ARTICLE →
·····

Add DNS caching time parameter for multiple servers
I would like to suggest adding the ability to configure the caching time parameter when multiple DNS servers are available. For example, in my configuration, I have two DNS servers: 10.0.0.10 and 8.8.8.8. The first DNS (10.0.0.10) is used via VPN, and if it does not respond, the request will be sent to the second DNS (8.8.8.8). Currently, all subsequent requests go to the second DNS. However, I would like the system to switch back to resolving requests from the first DNS after a specified time.
Perhaps these 20 seconds should be made a configurable parameter: https://github.com/mageddo/dns-proxy-server/blob/17b0c0043d883cf9f902075739183c7938c808b2/src/main/java/com/mageddo/dnsproxyserver/server/dns/solver/SolverRemote.java#L174
This change would allow for more flexible management of DNS request caching and ensure more efficient operation with multiple DNS servers. I would appreciate your consideration of this proposal. Thank you!
Alright, so by some reason 10.0.0.10 is failing, circuit is opening for that server and you would want to customize the circuitbreaker parameters, right?
Just for curiosity do you know what is the 10.0.0.10 failing reason?
Yes, you are right. 10.0.0.10 is the DNS for VPN network. For corporate network resources. When i turn on computer, VPN is not yet connected. At this case DNS will excluded. That`s why i have to restart docker container after connection to the VPN.

·····

REQUIRED WORK → In the DNS caching thread, reproduce the passage from "Yes, you are" to "to the VPN.", replacing "VPN" with "tunnel".

·····

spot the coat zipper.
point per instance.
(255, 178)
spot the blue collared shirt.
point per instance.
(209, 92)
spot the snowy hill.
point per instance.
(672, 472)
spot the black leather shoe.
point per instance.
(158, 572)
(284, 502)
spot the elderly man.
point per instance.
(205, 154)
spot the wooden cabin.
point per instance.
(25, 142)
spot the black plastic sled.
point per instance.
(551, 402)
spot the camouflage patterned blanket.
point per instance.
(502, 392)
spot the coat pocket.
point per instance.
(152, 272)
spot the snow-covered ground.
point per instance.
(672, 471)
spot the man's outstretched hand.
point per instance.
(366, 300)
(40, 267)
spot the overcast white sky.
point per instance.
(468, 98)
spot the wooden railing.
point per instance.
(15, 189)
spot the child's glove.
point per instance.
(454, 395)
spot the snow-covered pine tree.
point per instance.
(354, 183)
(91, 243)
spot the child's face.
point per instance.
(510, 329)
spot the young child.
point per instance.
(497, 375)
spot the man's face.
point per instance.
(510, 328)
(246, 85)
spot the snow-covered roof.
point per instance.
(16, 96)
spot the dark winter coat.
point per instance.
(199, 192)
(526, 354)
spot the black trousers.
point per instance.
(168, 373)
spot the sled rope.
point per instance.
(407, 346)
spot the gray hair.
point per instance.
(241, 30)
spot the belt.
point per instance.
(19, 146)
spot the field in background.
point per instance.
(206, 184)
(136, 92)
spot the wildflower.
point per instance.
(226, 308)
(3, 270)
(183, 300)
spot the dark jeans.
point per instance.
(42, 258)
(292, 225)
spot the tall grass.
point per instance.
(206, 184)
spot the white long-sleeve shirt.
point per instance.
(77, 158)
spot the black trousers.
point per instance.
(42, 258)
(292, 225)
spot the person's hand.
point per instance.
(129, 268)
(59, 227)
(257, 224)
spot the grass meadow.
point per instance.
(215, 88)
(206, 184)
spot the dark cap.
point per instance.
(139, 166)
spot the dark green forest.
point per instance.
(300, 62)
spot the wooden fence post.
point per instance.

·····

EXPECTED ANSWER →
Yes, you are right. 10.0.0.10 is the DNS for tunnel network. For corporate network resources. When i turn on computer, tunnel is not yet connected. At this case DNS will excluded. That`s why i have to restart docker container after connection to the tunnel.